##### Data #####

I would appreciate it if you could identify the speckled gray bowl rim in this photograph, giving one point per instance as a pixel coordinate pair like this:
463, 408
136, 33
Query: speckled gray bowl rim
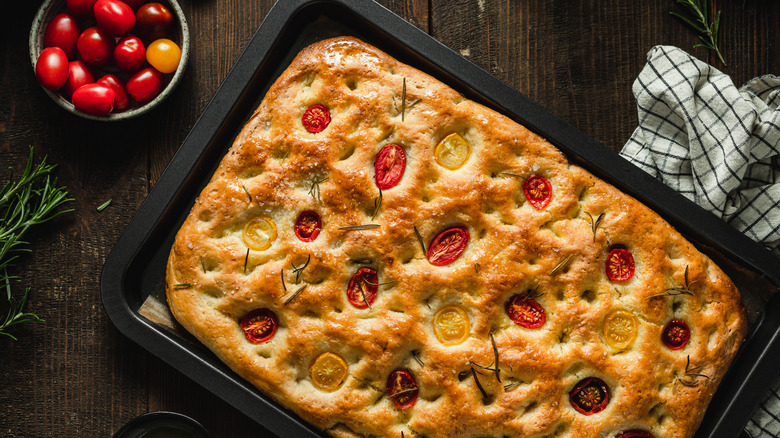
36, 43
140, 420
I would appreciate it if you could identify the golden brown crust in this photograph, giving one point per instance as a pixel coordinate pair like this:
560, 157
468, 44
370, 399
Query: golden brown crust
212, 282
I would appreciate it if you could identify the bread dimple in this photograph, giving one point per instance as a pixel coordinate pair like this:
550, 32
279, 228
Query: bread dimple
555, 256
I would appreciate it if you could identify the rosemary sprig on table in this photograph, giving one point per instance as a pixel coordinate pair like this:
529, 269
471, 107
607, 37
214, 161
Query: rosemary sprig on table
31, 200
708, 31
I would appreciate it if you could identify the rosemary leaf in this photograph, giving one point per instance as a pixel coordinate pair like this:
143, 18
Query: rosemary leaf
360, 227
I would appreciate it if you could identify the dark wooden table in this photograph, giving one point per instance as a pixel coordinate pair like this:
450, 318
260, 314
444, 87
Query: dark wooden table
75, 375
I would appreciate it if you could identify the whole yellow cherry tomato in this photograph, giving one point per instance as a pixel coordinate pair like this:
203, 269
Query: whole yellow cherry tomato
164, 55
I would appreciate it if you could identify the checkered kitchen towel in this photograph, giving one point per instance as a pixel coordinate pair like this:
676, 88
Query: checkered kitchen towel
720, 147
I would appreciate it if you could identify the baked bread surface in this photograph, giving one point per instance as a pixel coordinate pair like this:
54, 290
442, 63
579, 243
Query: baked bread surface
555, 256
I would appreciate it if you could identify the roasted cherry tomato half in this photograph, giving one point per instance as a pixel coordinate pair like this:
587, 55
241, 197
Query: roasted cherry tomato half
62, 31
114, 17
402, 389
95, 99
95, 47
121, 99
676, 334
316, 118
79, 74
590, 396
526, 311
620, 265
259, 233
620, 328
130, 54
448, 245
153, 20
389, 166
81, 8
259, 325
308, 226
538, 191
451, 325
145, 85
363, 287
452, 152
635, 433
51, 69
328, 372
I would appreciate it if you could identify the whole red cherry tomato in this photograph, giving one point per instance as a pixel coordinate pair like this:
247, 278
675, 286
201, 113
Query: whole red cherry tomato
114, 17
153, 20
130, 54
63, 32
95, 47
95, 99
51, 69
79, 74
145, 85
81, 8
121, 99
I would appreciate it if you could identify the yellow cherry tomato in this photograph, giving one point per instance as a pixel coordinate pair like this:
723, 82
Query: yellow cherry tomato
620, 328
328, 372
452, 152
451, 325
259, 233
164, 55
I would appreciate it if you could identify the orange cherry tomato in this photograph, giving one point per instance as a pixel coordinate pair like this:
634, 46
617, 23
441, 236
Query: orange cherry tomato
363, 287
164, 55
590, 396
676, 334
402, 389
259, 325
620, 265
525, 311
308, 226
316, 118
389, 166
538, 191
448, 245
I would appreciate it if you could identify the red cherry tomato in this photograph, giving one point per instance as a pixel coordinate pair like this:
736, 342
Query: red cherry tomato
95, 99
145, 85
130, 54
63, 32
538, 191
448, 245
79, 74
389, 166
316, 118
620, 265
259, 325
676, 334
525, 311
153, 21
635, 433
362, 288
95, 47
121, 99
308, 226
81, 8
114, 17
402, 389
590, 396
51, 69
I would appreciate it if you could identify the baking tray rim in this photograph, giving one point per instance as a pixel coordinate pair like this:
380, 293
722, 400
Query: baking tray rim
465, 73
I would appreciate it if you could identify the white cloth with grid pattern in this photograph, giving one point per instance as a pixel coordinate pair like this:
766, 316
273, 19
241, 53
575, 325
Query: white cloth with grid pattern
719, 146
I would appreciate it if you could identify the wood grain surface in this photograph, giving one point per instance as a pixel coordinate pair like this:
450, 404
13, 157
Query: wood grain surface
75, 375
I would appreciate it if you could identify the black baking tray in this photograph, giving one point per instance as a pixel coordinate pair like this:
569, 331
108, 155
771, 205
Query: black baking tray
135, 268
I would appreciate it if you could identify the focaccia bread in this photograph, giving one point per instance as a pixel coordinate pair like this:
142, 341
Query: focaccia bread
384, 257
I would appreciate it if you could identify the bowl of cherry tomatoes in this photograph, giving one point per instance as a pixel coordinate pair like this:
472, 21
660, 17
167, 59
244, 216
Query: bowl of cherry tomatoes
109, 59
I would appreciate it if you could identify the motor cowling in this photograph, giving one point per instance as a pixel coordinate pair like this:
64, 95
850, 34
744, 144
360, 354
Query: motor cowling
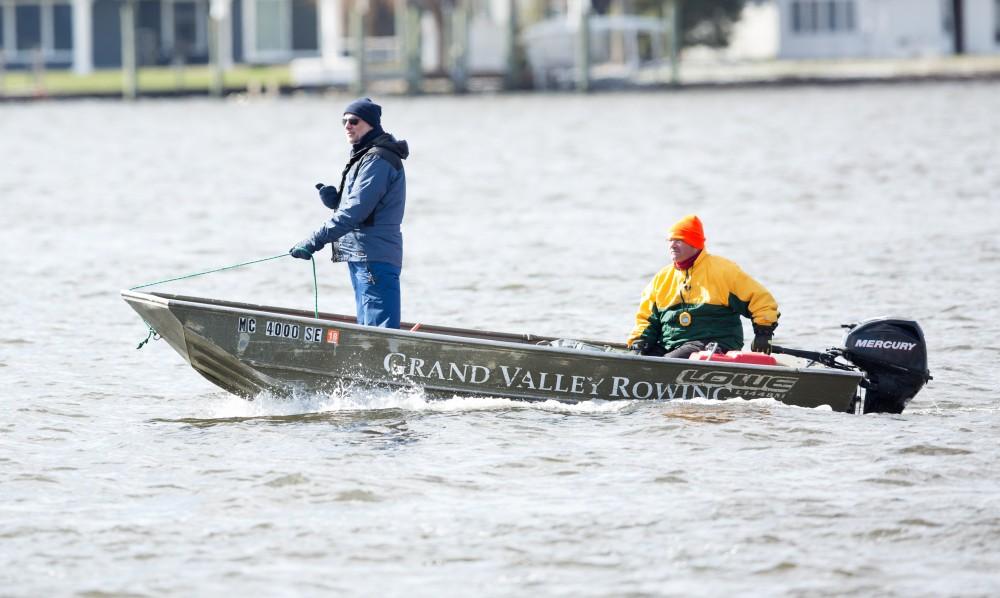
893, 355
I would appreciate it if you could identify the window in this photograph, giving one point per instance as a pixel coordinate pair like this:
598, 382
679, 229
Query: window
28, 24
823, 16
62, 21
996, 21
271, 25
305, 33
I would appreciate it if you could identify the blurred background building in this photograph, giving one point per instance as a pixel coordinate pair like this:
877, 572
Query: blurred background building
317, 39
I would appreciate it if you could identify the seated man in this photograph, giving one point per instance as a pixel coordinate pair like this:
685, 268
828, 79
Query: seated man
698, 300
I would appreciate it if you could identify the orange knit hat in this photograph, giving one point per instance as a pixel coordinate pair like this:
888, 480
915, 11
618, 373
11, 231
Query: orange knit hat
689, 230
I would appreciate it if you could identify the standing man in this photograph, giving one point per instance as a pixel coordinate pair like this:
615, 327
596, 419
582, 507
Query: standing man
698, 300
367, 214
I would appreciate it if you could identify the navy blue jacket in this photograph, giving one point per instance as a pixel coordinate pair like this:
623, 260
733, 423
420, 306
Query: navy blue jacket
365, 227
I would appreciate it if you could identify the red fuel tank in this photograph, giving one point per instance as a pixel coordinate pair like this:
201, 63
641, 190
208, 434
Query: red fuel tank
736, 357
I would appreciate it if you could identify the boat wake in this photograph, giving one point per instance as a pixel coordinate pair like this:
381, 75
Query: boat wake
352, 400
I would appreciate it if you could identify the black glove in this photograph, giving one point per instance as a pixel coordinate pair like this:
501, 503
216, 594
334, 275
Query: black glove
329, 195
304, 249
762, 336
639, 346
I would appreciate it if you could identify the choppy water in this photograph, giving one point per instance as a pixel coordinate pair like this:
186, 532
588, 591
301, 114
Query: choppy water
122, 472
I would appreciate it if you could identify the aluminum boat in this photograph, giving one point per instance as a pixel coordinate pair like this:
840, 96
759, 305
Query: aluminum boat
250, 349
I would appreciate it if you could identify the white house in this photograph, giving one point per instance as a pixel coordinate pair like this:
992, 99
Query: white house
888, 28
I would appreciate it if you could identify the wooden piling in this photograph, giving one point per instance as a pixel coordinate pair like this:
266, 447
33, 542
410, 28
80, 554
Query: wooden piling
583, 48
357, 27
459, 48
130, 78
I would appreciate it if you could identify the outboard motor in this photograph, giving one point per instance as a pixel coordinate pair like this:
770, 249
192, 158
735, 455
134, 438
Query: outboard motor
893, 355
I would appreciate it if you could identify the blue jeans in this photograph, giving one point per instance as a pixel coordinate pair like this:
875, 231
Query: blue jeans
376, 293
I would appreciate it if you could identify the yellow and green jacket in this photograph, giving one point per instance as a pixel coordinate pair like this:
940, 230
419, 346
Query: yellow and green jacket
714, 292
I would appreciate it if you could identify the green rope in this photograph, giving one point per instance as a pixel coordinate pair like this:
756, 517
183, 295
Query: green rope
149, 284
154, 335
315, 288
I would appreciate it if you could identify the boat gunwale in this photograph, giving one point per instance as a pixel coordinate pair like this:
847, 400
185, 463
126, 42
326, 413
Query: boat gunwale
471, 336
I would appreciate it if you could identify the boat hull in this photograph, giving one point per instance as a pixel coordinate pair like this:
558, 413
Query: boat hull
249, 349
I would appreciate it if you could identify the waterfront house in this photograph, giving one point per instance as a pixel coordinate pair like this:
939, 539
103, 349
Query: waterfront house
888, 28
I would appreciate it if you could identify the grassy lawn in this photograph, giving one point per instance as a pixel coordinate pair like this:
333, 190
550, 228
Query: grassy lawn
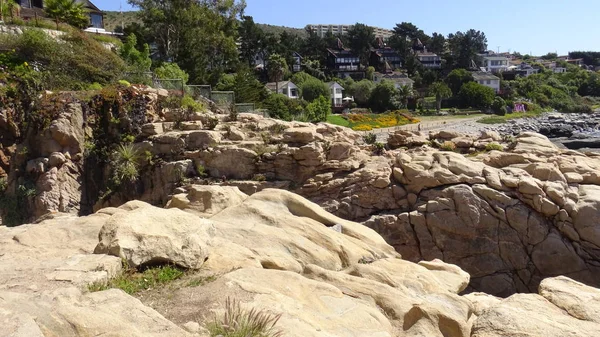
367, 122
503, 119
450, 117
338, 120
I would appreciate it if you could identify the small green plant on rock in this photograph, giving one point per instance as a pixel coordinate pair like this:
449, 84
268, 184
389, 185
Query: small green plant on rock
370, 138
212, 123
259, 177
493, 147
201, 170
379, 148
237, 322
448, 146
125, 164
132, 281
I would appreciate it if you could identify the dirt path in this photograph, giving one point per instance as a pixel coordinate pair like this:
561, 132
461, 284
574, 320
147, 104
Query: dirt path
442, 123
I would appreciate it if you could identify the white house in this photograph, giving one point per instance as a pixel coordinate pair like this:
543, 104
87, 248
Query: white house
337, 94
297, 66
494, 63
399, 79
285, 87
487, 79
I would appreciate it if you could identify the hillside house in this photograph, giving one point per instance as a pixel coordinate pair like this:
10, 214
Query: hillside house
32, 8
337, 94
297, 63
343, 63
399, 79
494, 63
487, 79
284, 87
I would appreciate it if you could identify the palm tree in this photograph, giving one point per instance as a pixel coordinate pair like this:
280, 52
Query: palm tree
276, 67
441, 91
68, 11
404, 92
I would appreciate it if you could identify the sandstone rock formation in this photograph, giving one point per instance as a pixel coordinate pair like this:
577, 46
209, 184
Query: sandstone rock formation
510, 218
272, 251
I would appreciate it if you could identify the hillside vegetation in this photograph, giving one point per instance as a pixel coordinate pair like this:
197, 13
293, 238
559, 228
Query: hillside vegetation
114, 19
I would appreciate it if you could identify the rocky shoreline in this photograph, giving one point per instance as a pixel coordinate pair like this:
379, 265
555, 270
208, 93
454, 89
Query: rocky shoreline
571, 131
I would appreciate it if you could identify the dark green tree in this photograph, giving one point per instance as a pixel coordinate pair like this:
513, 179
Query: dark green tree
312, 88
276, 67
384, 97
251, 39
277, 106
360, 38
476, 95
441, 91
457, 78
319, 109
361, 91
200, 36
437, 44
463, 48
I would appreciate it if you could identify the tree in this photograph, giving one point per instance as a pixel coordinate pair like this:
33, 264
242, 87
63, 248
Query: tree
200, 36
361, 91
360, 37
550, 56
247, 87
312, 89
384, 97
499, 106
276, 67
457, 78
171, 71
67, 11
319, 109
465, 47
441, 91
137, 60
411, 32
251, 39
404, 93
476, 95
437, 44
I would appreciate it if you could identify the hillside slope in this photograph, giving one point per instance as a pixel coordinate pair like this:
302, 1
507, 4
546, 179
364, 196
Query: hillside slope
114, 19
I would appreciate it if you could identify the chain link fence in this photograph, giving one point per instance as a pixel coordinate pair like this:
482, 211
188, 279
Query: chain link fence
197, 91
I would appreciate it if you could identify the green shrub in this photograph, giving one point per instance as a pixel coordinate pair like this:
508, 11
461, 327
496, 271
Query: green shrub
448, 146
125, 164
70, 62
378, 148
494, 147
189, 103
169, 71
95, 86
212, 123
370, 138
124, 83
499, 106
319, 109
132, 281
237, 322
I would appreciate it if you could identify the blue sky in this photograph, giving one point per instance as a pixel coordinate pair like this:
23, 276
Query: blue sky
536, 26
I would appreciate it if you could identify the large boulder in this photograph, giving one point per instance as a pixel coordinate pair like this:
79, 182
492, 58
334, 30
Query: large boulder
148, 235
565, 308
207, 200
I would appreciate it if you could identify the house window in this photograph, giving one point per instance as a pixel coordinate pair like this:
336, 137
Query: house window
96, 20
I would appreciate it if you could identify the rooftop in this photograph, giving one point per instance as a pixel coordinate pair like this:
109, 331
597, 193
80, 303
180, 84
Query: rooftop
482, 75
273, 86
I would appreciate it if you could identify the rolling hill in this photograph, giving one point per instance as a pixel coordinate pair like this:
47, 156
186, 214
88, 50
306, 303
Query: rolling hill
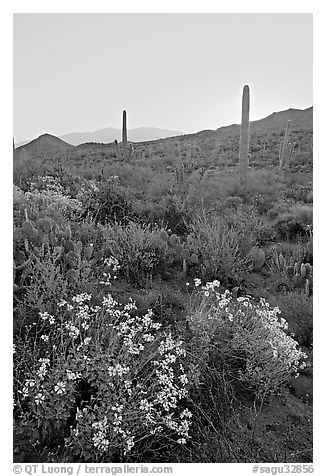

#####

Your job is to copy out every line from the records above that has the word "rolling".

§ Answer below
I would appreciate it if you could identify the rolling hill in this photograph, giving one point per instance as a pixel coordinate pair like this:
Query: rolling hill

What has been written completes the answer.